• WHAT THE EXERCISE ASKS
Continue the passage on heuristics for mapping application intervals onto processors, picking up right after its last line.

• PAGE EXTRACT

----------

The heuristics presented in this section (Class 1) work in two phases. First, the application is partitioned into a set of intervals. Then we try to map these intervals onto the platform in order to satisfy the bound on the period, and we compute the reliability of the mapping. We try several different partitionings, and keep the solution which returns the most reliable mapping.
Algorithm 1: Potential allocation of processor $P_u$ to interval $I_j$, checking whether $P_u$'s cycle-time preserves a period $P \leq P_{\text{max}}$ (the period constraint).

\begin{algorithm}
\begin{algorithmic}
\STATE \textbf{begin}
\STATE \quad \text{Initialize } B_0^i = B_{P+1}^i = 10^{12} \text{ for extra processors } P_0 \text{ and } P_{P+1}
\IF{$|\text{alloc}(I_{j-1})| \neq 0$}
\FOR{each $v \in \text{alloc}(I_{j-1})$}
\STATE \quad $\text{sent}_v = \frac{|\text{alloc}(I_j)| \delta_{j-1}}{B_0^i}$ \hspace{1em} // cf. Formula 1
\IF{$\text{sent}_v > P_{\text{max}}$}
\STATE \quad \text{return } "failure"

----------

Stored records:
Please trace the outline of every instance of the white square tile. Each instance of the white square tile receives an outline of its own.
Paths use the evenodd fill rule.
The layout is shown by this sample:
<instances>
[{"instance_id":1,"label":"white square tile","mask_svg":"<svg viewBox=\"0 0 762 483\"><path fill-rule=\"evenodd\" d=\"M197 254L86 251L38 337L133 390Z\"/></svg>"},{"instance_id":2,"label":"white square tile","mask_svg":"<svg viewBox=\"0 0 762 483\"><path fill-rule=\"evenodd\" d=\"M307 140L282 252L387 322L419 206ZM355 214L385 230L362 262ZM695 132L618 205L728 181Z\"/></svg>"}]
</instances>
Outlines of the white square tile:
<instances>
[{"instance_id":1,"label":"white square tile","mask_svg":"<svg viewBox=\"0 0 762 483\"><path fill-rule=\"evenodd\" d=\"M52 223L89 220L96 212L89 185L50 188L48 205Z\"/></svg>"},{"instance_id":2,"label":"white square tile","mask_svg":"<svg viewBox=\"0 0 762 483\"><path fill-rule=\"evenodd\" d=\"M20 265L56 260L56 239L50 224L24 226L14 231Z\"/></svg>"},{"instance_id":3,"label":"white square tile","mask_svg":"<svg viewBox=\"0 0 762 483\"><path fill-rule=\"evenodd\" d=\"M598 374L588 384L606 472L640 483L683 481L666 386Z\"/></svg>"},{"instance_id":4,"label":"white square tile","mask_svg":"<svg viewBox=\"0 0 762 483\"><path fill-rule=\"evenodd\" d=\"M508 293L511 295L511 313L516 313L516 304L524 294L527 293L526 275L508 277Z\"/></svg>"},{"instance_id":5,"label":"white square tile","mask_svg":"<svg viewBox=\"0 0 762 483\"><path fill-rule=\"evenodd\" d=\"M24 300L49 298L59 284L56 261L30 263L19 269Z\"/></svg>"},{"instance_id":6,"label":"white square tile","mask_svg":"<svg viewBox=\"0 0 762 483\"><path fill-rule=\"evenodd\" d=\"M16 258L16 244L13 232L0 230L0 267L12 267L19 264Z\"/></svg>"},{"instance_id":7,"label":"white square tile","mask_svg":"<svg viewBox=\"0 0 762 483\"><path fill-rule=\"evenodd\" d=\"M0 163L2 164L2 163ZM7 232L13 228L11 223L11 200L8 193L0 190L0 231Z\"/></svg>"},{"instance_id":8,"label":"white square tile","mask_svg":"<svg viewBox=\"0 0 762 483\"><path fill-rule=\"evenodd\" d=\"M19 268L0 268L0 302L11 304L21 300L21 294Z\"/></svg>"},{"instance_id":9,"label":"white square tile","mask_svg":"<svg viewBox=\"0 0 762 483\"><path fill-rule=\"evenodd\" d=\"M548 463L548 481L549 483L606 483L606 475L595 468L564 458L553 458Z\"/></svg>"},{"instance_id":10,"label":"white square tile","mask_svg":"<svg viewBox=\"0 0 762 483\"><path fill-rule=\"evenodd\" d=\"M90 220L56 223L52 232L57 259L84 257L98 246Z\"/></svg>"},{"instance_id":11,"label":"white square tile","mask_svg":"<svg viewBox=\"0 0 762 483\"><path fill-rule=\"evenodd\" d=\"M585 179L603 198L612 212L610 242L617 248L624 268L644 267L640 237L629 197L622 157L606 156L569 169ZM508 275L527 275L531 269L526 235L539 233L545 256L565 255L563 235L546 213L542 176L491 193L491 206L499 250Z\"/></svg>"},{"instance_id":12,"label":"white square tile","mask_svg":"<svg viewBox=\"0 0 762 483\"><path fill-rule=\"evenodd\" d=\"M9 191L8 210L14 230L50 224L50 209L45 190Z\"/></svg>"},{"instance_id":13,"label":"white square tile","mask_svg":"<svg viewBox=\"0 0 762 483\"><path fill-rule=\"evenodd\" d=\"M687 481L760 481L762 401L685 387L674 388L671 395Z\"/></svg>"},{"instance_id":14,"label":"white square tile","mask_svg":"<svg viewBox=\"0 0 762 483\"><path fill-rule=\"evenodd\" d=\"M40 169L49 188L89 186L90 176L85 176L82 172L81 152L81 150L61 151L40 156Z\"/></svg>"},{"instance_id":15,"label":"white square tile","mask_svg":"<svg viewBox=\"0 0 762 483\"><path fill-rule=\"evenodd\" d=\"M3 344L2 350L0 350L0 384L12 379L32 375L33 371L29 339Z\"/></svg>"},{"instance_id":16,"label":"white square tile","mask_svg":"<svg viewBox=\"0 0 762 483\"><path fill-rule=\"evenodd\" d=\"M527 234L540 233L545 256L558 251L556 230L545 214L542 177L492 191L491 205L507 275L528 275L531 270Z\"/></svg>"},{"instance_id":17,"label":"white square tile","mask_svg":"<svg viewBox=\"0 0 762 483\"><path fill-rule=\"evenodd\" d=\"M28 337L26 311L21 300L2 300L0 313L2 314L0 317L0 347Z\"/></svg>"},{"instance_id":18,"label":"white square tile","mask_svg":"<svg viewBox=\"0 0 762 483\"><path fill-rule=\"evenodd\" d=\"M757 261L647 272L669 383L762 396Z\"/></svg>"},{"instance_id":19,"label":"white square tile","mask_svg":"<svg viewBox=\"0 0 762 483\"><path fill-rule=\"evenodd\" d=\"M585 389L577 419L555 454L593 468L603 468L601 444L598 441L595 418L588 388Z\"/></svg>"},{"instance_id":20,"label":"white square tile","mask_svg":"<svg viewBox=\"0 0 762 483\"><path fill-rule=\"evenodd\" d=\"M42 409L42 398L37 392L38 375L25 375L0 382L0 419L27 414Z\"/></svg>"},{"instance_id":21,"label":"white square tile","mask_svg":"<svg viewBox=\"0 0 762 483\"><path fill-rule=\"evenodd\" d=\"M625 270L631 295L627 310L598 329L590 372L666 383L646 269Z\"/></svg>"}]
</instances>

----------

• TASK RESULT
\ENDIF
\ENDFOR
\STATE \quad $\text{comm}_u^i = \frac{\delta_{j-1}}{\min_{v \in \text{alloc}(I_{j-1})} \left(b_{v,u}, B_u^i\right)}$ \hspace{1em} // cf. Formula 1
\ELSE
\STATE \quad $\text{comm}_u^i = \frac{\delta_{j-1}}{B_u^i}$
\ENDIF
\IF{$|\text{alloc}(I_{j+1})| \neq 0$}
\STATE \quad $\text{comm}_u^o = \max\left(\frac{\delta_{j}}{\min_{v \in \text{alloc}(I_{j+1})} \left(b_{u,v}, B_u^o\right)}, \frac{|\text{alloc}(I_{j+1})| \delta_{j}}{B_u^o}\right)$ \hspace{1em} // cf. Formula 1
\ELSE
\STATE \quad $\text{comm}_u^o = \frac{\delta_{j}}{B_u^o}$ \hspace{1em} // There is at least one communication.
\ENDIF
\STATE \quad $\text{load}_u = \sum_{s=s_u}^{e_j} w_i$ \hspace{1em} // cf. Formula 1
\IF{$\max(\text{comm}_u^i, \text{comm}_u^o, \text{load}_u) > P_{\text{max}}$}
\STATE \quad \text{return } "failure"
\ENDIF
\STATE \quad \text{return } "success"
\STATE \textbf{end}
\end{algorithmic}
\end{algorithm}
6.1.1 Partitioning phase

We start with the partitioning phase. Different partitions are returned, by varying the number of target intervals for the partition: the stages are partitioned into \( k \) intervals, with \( 1 \leq k \leq \min(n, p) \). Three criteria are considered for the partitioning phase.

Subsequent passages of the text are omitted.